---------- Selected extract

William F. Borne, our Chief Executive Officer and Chairman of our Board of Directors, is not included in the table above as he is an employee of the company, and thus does not receive any additional compensation for the services that he provides as a Director. The compensation that Mr. Borne does receive is included in the Summary Compensation Table.

(2)

The amounts in column (c) reflect the dollar amount recognized for financial statement reporting purposes for the year ended December 31, 2006, in accordance with SFAS No. 123(R) of awards pursuant to our 1998 Stock Option Plan and thus may include amounts from awards granted in and prior to 2006. As of December 31, 2006, each director listed above had 2,667 outstanding shares of nonvested stock, 100% of which will vest on July 1, 2007.

(3)

As of December 31, 2006, our directors had outstanding stock options as follows: Mr. LaBorde: 72,342 options outstanding; Mr. Netterville: 75,076 options outstanding; Mr. Pitts: 75,076 options outstanding; Mr. Ricchiuti: 41,336 options outstanding; and Mr. Washburn: 13,334 options outstanding.

 


Certain Transactions

In accordance with NASDAQ Marketplace Rule 4350(h), which functions as our related party transaction policy, our Board of Directors reviews all “related party transactions” for potential conflict of interest situations on an ongoing basis based upon whether such transactions are in the best interests of our company and our stockholders. For purposes of this review, a “related party transaction” is any transaction required to be disclosed pursuant to Item 404 of SEC Regulation S-K. All related party transactions must be approved by a majority of our independent directors (any independent director who is a party to a proposed related party transaction must recuse himself from the vote). Our independent directors’ approval of any related party transaction is reflected in the minutes of the meeting of our Board of Directors during which such approval was granted.

Patty Graham, the wife of Larry Graham, our President and Chief Operating Officer, is employed by us as a Senior Vice President of Marketing and received an aggregate of $135,859 in salary and bonus in 2006.

 

30


REPORT OF THE AUDIT COMMITTEE

The following report of the Audit Committee does not constitute soliciting material and should not be deemed filed or incorporated by reference into any other filing by us under the Securities Act of 1933 or the Exchange Act, except to the extent we specifically incorporate this report by reference therein.

The Audit Committee consists of five directors, each of whom has been determined by the Amedisys, Inc. (the “Company”) Board of Directors to be “independent” within the meaning of applicable rules of The NASDAQ Stock Market, LLC and the SEC. The Audit Committee’s responsibilities are detailed in its charter, a copy of which appears on the Company’s website at www.amedisys.com.

--------------------
---------- Exercise material

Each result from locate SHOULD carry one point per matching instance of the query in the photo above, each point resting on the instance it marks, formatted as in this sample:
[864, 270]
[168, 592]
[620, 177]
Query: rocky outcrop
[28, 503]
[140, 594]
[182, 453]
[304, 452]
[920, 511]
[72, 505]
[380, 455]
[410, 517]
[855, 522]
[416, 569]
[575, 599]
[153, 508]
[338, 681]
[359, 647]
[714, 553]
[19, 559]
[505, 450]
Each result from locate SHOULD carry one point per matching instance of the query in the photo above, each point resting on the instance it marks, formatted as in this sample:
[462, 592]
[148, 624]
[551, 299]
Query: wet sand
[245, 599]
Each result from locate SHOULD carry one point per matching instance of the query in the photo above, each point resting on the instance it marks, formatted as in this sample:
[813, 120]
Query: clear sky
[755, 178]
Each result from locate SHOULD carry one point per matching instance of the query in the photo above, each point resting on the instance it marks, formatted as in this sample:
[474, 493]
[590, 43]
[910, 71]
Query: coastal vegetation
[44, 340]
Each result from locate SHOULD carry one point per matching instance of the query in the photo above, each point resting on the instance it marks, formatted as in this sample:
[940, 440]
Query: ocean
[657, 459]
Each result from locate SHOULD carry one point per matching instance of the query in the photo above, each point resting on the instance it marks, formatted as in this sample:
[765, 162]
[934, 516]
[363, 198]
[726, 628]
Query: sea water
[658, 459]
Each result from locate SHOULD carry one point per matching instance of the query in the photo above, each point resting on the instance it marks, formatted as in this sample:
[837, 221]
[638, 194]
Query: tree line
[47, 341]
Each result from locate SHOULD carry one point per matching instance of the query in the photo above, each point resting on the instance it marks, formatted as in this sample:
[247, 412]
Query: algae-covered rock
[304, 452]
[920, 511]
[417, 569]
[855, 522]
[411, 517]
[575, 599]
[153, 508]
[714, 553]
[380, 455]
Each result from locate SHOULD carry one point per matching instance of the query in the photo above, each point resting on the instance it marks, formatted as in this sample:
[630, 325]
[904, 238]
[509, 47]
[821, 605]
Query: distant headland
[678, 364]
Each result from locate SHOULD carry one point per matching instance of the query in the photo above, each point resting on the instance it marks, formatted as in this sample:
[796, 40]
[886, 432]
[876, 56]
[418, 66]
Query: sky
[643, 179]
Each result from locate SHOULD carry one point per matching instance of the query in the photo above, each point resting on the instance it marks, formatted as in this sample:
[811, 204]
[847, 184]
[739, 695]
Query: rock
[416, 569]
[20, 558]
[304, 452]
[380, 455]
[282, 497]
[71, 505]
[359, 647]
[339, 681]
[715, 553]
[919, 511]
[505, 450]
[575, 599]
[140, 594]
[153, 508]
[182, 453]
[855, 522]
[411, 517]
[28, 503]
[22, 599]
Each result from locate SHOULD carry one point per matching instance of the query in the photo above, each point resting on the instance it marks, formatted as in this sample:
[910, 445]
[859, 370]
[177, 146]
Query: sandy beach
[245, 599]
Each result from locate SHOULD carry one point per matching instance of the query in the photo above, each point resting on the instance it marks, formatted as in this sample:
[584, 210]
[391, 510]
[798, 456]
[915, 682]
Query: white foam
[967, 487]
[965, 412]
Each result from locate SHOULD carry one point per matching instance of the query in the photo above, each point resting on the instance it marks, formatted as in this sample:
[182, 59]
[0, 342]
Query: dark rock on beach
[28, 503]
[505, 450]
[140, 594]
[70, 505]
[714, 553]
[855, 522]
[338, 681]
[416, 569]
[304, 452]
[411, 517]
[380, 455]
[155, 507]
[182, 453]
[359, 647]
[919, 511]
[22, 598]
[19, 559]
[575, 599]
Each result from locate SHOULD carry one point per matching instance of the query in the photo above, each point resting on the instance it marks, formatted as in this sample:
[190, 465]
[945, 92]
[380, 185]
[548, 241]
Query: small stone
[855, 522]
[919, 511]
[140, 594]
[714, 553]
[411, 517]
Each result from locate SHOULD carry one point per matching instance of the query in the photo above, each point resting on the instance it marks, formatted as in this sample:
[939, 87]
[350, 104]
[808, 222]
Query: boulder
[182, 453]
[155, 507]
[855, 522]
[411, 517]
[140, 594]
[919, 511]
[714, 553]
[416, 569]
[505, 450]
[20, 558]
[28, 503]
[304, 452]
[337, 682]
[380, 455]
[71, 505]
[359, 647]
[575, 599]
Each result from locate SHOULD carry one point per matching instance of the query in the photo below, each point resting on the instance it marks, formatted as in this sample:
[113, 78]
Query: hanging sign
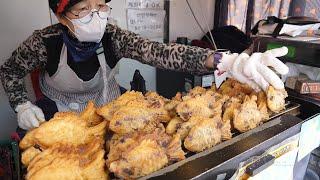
[148, 23]
[145, 4]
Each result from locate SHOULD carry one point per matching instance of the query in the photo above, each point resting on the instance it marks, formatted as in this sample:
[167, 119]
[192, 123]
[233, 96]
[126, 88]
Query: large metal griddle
[225, 157]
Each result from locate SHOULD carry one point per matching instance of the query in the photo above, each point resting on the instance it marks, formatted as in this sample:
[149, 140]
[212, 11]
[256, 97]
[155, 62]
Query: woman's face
[78, 10]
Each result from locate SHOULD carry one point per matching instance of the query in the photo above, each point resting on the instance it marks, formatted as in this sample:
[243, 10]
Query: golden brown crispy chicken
[227, 118]
[130, 119]
[139, 154]
[142, 160]
[276, 99]
[204, 135]
[185, 127]
[173, 125]
[233, 88]
[206, 105]
[28, 155]
[171, 105]
[90, 115]
[248, 115]
[262, 105]
[138, 114]
[109, 109]
[65, 127]
[69, 162]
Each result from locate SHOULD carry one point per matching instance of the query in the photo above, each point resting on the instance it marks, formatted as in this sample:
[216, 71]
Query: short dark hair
[54, 4]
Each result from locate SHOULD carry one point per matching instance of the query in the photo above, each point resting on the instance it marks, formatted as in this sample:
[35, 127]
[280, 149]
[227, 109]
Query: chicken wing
[109, 109]
[139, 154]
[206, 105]
[204, 135]
[28, 155]
[173, 125]
[90, 116]
[248, 116]
[276, 99]
[65, 127]
[69, 162]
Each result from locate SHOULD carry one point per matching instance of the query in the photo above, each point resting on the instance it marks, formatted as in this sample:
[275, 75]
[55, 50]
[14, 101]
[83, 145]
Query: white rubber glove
[253, 70]
[29, 116]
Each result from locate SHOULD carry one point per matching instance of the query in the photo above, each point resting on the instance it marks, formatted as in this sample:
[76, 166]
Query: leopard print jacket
[31, 55]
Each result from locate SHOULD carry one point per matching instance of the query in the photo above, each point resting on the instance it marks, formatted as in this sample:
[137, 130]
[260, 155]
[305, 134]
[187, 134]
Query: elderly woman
[72, 74]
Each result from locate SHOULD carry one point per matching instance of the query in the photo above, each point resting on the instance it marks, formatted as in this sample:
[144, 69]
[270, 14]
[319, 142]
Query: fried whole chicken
[139, 154]
[204, 134]
[248, 115]
[62, 161]
[276, 99]
[207, 105]
[135, 112]
[67, 128]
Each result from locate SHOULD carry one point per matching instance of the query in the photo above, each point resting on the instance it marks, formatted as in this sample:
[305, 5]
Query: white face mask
[92, 31]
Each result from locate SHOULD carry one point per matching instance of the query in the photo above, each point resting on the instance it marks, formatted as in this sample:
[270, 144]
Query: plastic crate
[9, 160]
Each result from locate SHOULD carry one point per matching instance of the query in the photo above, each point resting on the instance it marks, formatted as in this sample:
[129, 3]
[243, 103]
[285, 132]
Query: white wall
[182, 23]
[18, 19]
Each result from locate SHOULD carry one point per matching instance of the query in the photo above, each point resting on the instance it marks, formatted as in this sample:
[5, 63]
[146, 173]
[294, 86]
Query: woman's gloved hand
[254, 70]
[29, 116]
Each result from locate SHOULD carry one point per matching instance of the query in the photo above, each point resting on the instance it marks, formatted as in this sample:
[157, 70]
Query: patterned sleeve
[167, 56]
[30, 55]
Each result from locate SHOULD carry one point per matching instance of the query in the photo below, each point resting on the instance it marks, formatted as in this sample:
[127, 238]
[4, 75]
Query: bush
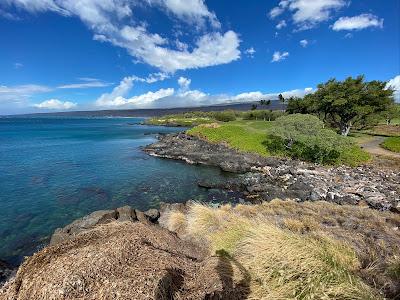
[225, 116]
[304, 137]
[392, 144]
[266, 115]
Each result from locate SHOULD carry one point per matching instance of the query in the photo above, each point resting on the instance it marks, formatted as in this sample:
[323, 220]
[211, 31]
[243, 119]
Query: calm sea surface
[55, 170]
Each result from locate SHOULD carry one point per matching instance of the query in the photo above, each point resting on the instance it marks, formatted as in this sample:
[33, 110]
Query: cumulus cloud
[87, 83]
[276, 11]
[304, 43]
[55, 104]
[394, 83]
[183, 97]
[190, 11]
[357, 22]
[281, 24]
[250, 52]
[307, 14]
[184, 82]
[118, 96]
[18, 65]
[278, 56]
[151, 78]
[20, 93]
[114, 21]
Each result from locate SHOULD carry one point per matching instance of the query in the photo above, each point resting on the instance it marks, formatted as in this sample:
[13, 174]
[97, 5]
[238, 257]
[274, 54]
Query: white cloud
[281, 24]
[308, 13]
[55, 104]
[184, 82]
[190, 11]
[250, 52]
[88, 83]
[256, 96]
[20, 93]
[357, 22]
[183, 97]
[18, 65]
[143, 100]
[394, 83]
[151, 78]
[278, 56]
[276, 11]
[111, 21]
[118, 95]
[304, 43]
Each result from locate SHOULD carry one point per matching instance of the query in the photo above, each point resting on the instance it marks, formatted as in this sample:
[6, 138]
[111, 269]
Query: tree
[303, 136]
[265, 102]
[348, 103]
[225, 116]
[391, 113]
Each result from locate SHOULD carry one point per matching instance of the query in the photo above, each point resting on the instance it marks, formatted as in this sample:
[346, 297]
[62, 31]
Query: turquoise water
[55, 170]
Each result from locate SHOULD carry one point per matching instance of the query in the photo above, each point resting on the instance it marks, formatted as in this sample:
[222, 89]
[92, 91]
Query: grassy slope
[291, 253]
[242, 135]
[250, 136]
[178, 121]
[392, 144]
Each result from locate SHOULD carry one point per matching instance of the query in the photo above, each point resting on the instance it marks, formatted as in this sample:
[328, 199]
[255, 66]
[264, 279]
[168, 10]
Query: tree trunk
[345, 129]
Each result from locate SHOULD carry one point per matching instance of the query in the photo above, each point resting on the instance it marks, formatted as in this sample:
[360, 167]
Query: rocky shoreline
[266, 178]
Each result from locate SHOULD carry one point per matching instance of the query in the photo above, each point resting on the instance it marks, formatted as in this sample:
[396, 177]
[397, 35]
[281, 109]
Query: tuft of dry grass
[311, 250]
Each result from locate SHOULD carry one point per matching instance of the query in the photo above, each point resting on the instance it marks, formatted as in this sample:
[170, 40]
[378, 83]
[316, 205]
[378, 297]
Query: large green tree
[345, 104]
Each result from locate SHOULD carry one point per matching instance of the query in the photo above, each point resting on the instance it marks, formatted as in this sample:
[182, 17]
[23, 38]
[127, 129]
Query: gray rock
[142, 217]
[6, 272]
[126, 213]
[262, 178]
[82, 224]
[152, 214]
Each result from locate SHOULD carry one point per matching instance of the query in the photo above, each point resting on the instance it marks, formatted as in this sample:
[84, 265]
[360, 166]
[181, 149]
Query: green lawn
[392, 144]
[245, 136]
[251, 136]
[179, 121]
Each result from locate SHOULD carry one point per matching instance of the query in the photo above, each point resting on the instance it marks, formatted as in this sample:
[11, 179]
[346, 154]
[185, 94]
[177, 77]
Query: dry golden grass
[303, 250]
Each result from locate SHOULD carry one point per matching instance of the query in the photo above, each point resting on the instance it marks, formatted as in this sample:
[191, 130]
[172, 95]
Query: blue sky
[60, 55]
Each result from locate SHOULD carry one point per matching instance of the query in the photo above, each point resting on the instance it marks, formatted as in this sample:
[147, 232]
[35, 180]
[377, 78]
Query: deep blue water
[55, 170]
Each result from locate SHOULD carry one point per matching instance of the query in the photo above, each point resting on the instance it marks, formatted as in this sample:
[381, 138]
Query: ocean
[55, 170]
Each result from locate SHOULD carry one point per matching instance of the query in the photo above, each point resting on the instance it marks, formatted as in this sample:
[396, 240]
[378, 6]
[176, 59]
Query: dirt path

--------------------

Tasks and exercises ->
1. Please tally the lines of the entries that contain the string "tree", with case counting, and give only the number.
2. Pick up the corporate filing excerpt after its last sentence and continue it.

Answers in order ->
1. 4

2.
In carrying out its functions, the Committee provides independent and objective oversight of the performance of the Company’s financial reporting process, system of internal controls and legal and regulatory compliance system. The Committee provides for open, ongoing communication among the independent accountants, financial and senior management, compliance officers and our Board of Directors concerning the Company’s financial and compliance position and affairs. The Committee has the power to conduct or authorize investigations into any matters within its scope of responsibilities and is empowered to retain independent counsel, accountants, or others to assist it in the conduct of any investigation. The Committee’s responsibility is oversight, and it recognizes that the Company’s management is responsible for preparing the Company’s financial statements and complying with applicable laws and regulations.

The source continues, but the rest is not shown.